Items from a data source:
::::::

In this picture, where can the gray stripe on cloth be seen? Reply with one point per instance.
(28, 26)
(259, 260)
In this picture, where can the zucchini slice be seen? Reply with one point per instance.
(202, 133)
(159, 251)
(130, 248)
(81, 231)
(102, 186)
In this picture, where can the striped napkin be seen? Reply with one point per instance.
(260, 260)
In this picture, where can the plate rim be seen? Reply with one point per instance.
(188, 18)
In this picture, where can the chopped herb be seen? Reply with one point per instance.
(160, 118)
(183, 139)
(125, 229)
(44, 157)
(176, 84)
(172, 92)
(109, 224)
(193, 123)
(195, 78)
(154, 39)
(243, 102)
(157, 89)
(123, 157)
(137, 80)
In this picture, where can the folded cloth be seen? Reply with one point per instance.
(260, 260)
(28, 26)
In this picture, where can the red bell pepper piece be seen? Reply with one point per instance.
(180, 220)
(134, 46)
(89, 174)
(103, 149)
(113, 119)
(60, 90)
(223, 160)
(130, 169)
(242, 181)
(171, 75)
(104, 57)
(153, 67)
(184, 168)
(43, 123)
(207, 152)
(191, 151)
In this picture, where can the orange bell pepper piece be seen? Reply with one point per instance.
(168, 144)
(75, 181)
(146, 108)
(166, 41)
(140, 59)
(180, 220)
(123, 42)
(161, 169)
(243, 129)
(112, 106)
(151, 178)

::::::

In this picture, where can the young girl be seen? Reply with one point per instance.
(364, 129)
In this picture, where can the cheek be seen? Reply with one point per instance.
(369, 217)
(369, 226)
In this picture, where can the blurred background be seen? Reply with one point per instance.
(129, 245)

::::::

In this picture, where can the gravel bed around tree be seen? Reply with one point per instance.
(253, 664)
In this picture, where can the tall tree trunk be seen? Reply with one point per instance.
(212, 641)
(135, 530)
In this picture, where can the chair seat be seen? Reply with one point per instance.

::::::

## Task instructions
Quote the data above from the line containing "In this picture, where can the tall" to the line containing "In this picture, where can the chair", inclusive, and stop.

## Finished exercise
In this picture, where can the tall tree trunk be seen? Reply with one point per instance.
(212, 641)
(135, 530)
In this picture, where can the chair seat be seen? Reply with one point per instance.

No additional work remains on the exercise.